= TEXTE À LIRE =
---+---

Position actuelle et cadre de la Commission

1) Introduction

Le cadre dans lequel se fera la mise en place de la politique de la Commission en matière d’identité sexuelle est le Code, dont le préambule revêt une importance particulière :

L’Ontario a pour principe de reconnaître la dignité et la valeur de toute personne et d’assurer à tous les mêmes droits et les mêmes chances, sans discrimination contraire à la loi, et que la province vise à créer un climat de compréhension et de respect mutuel de la dignité et de la valeur de toute personne de façon que chacun se sente partie intégrante de la collectivité et apte à contribuer pleinement à l’avancement et au bien-être de la collectivité et de la province.

La Commission a publié des énoncés de politique et des lignes directrices relativement à un grand nombre de motifs de discrimination prévus dans le Code. Cependant, dans la plupart des cas, les droits des personnes transgenres sont ignorés par les politiques, les procédures et les lois.

---+---

= DONNÉES PRÉSENTÉES =
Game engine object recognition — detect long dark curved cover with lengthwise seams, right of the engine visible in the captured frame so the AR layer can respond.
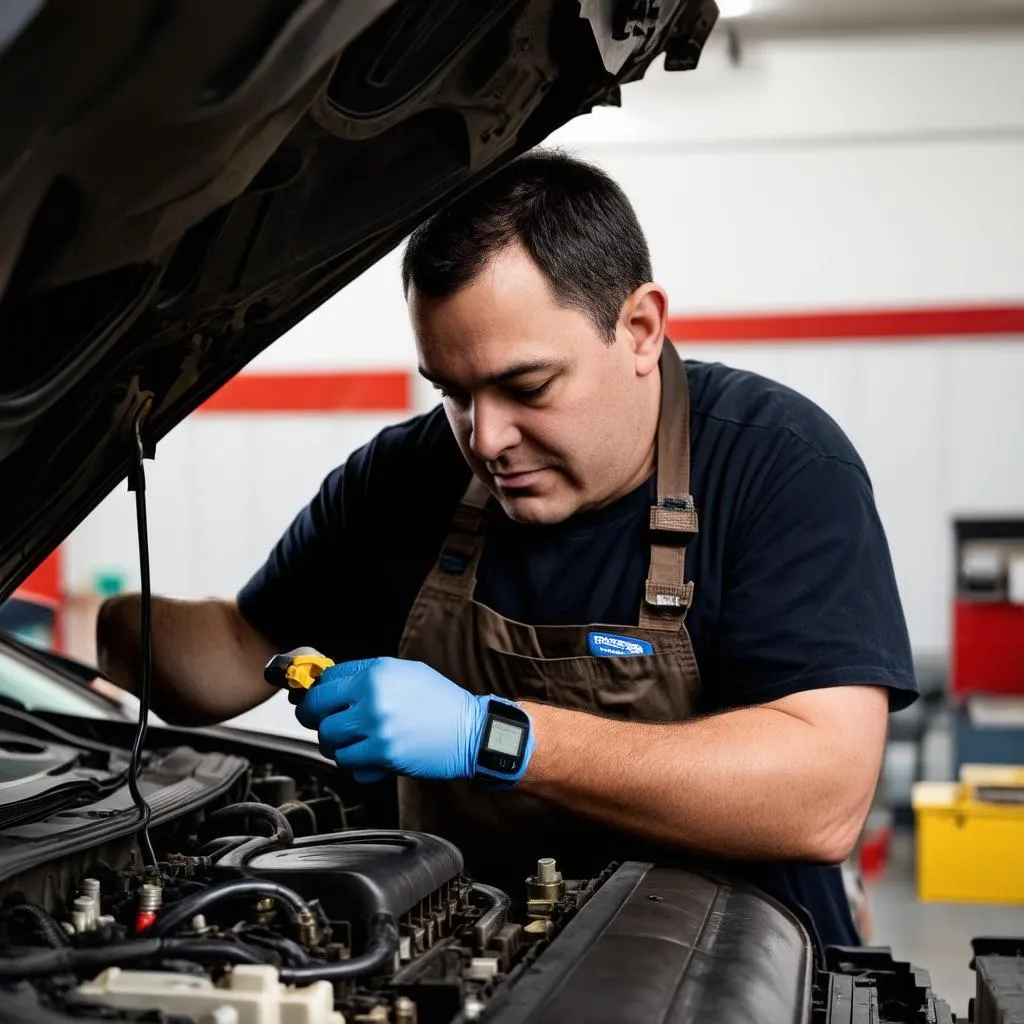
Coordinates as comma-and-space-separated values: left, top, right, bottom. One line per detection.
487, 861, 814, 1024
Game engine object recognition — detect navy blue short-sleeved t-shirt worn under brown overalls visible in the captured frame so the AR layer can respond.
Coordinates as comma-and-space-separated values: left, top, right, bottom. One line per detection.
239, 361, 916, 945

---+---

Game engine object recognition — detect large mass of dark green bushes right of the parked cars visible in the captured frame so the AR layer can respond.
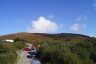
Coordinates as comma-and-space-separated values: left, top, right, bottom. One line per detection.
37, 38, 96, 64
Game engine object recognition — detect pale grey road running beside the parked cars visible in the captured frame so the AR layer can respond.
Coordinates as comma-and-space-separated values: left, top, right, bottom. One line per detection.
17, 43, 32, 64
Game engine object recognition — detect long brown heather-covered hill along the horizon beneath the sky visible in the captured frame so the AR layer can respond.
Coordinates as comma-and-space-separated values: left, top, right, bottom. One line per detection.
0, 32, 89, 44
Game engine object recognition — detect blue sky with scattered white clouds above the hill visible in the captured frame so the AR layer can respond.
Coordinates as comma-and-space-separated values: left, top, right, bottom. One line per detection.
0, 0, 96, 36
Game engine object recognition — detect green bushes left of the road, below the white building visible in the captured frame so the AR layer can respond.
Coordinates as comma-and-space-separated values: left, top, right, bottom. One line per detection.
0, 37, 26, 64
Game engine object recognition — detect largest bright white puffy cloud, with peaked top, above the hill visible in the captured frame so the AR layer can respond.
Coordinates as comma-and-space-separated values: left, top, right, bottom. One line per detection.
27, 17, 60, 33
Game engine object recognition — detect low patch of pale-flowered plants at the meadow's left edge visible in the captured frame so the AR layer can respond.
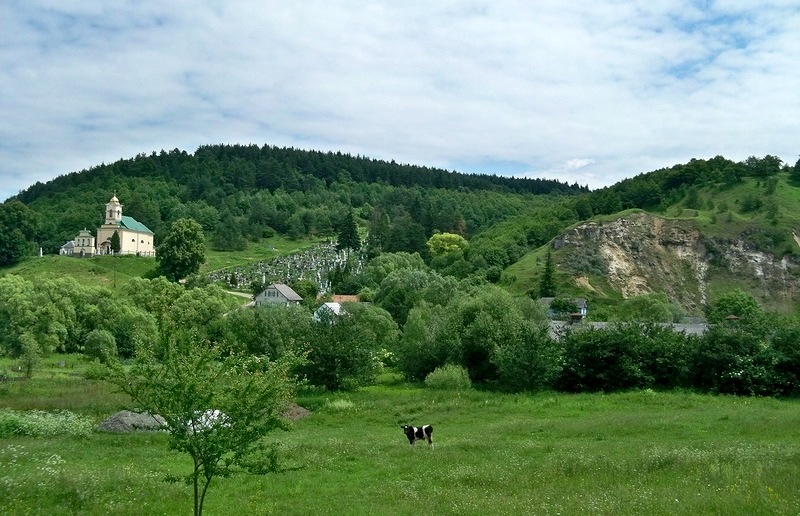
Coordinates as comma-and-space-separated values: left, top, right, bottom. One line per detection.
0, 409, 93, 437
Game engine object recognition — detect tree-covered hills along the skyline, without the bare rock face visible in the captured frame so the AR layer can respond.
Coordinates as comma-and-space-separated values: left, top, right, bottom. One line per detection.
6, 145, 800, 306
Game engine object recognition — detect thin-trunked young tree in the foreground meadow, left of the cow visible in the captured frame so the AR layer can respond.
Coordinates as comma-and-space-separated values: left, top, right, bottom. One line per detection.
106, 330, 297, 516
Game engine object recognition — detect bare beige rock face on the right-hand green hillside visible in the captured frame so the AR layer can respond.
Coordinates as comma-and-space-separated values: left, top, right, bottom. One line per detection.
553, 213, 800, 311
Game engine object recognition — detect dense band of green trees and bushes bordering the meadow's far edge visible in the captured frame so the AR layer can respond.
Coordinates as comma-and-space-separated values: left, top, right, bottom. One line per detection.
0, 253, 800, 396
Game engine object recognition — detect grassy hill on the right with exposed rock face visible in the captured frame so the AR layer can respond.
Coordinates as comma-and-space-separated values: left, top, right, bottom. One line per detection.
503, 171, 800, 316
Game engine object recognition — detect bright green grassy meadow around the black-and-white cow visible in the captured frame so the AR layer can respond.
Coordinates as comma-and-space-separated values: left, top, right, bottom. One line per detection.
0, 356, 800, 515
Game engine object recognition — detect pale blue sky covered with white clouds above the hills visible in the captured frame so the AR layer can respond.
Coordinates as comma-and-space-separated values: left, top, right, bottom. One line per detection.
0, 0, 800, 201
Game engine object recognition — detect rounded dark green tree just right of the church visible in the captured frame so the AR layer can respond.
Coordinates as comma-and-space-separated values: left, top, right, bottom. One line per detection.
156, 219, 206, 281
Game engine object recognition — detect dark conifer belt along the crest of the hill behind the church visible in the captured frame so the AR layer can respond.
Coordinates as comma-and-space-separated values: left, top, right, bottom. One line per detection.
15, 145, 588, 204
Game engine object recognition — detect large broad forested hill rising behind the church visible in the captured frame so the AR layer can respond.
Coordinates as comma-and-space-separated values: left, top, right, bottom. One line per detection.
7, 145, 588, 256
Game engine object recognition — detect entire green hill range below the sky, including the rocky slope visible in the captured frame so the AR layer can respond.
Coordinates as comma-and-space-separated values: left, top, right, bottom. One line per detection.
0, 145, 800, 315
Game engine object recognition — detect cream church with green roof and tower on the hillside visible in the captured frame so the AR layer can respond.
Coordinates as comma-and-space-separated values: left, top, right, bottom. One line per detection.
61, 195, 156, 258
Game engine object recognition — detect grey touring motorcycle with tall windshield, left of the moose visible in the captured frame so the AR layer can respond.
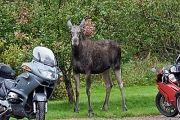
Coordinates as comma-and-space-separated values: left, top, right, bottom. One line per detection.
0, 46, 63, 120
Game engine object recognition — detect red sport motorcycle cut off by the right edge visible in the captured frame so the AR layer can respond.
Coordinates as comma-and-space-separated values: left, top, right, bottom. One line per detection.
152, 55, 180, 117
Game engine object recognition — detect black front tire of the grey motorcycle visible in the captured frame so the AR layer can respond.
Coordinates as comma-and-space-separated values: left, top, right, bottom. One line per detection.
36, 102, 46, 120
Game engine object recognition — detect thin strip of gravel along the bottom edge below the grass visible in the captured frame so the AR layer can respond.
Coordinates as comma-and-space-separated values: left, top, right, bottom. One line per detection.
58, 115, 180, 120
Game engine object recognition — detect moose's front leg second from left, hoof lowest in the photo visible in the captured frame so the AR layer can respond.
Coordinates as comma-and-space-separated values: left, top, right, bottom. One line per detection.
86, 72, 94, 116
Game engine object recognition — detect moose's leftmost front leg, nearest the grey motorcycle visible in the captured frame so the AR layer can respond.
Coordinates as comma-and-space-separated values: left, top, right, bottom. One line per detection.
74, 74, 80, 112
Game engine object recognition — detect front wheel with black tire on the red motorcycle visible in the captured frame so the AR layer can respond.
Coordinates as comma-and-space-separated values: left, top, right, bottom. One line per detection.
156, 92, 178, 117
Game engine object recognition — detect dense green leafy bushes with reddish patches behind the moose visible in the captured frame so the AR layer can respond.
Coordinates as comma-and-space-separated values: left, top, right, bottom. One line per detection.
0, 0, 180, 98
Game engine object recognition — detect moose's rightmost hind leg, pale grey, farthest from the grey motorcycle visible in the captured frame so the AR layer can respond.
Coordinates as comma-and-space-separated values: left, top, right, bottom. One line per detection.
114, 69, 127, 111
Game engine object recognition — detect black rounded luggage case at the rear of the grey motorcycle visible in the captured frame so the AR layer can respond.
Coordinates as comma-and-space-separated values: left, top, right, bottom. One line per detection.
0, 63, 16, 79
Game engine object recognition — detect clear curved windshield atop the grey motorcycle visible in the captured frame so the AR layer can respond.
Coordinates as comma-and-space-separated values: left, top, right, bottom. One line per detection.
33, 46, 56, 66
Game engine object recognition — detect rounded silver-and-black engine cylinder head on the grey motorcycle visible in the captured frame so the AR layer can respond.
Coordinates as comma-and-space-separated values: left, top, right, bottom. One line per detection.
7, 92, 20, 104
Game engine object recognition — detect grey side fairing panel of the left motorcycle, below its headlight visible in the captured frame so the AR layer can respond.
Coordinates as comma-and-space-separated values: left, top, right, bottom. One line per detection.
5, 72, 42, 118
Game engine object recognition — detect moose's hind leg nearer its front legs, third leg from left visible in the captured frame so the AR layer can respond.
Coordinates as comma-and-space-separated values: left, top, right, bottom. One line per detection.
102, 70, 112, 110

---+---

= CONSIGNE =
Prolongez le texte sur la Commission et l'identité sexuelle en reprenant juste après sa dernière phrase. Vous n'avez pas besoin des lignes ci-dessus.

= RÉSULTAT OBTENU =
2) Politique de travail de la Commission sur les questions d’identité sexuelle

Depuis mars 1998, la position de la Commission est que la structure légale du Code se prête à une interprétation plus large de la loi de façon à protéger plus efficacement les personnes transgenres. Bien que les mots «identité sexuelle» ne soient pas écrits noir sur blanc dans le Code, cette interprétation plus large vient de la relation étroite qui existe entre le sexe et l’identité sexuelle. Cette approche a été récemment utilisée avec succès par le British Columbia Human Rights Tribunal dans une affaire de plainte présentée par une transsexuelle à la suite du refus de lui laisser utiliser les toilettes des femmes dans une boîte de nuit alors qu’elle s’affichait à plein temps en tant que femme, sous prétexte qu’elle n’avait pas subi de changement chirurgical de sexe. Dans son jugement en faveur de la plaignante, le tribunal a déclaré que «les transsexuels en transition qui vivent en tant que membre du sexe perçu doivent être considérés comme tel en vertu des lois sur les droits de la personne» et a conclu que «la discrimination à l’égard des transsexuels est une forme de discrimination fondée sur le sexe»[50].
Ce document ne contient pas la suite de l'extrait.